### [SELECTED TEXT]
Exhibit 2.2
VOTING AGREEMENT
VOTING AGREEMENT
, dated as of March 28, 2005
(this “Agreement”), by and among FPL Group, Inc., a
Florida corporation (“FPL Group”), and the Persons
listed on Schedule 1 hereto (each, a “Shareholder”
and, collectively, the “Shareholders”).
WHEREAS , Gexa Corp., a Texas corporation (the
“Company”), FPL Group, FRM Holdings, LLC
(“Holdings”) and WPRM Acquisition Subsidiary, Inc.
(“Sub” and, together with FPL Group and Holdings, the
“FPL Parties”) propose to enter into an Agreement and
Plan of Merger, dated as of the date hereof (the “Merger
Agreement”), which provides for, among other things, the
merger of Sub with and into the Company (the
“Merger”);
WHEREAS , as of the date hereof, the Shareholders are
holders of record or Beneficially Own (as defined herein) shares of
common stock, par value $0.01 per share (“Company Common
Stock”), of the Company; and
WHEREAS , as a condition to the willingness of the FPL
Parties to enter into the Merger Agreement, the FPL Parties have
required that each Shareholder agree, and in order to induce the
FPL Parties to enter into the Merger Agreement, each Shareholder
has agreed, to enter into this Agreement with respect to all of the
shares of Company Common Stock now held of record or Beneficially
Owned and which may hereafter be acquired by such Shareholder
(collectively, the “Shares”).

(Data lines)

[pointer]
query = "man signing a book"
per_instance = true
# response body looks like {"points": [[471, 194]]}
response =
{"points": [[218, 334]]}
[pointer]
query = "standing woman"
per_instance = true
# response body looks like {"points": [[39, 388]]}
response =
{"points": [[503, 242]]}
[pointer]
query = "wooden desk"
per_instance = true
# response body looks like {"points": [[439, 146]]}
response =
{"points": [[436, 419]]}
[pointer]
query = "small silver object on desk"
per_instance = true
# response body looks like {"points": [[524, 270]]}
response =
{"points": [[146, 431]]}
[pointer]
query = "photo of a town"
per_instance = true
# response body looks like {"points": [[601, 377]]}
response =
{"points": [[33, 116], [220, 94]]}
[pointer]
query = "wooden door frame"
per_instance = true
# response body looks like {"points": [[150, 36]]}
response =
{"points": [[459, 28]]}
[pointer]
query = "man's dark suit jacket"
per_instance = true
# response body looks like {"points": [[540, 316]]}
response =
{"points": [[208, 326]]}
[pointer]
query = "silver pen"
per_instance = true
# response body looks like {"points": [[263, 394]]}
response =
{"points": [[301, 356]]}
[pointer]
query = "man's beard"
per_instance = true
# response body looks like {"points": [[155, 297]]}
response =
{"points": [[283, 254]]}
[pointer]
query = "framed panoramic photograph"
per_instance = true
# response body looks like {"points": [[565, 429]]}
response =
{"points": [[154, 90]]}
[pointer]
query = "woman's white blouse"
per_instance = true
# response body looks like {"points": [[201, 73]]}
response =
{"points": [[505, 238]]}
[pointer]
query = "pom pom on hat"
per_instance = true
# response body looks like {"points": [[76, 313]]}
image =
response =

### [YOUR TASKS]
a - In the voting agreement, what par value is given for the Company Common Stock?
b - Resume the voting agreement text, picking up after its final recital.

### [EXPECTED OUTPUTS]
a - $0.01 per share.

b -
NOW, THEREFORE
, in consideration of the foregoing
and the mutual covenants and agreements contained herein, and
intending to be legally bound hereby, the parties hereto hereby
agree as follows:
ARTICLE I
CERTAIN
DEFINITIONS
Section 1.1
General . Capitalized terms used and not defined herein
have the respective meanings ascribed to them in the Merger
Agreement.
Section 1.2
Beneficial Ownership
. For purposes of this Agreement,
“Beneficially Own” or “Beneficial
Ownership” with respect to any securities shall mean
“beneficial ownership” of such securities (as
determined pursuant to Rule 13d-3 under the Securities Exchange Act
of 1934, as amended (the “Exchange Act”), including
pursuant to any agreement, arrangement or understanding, whether or
not in writing.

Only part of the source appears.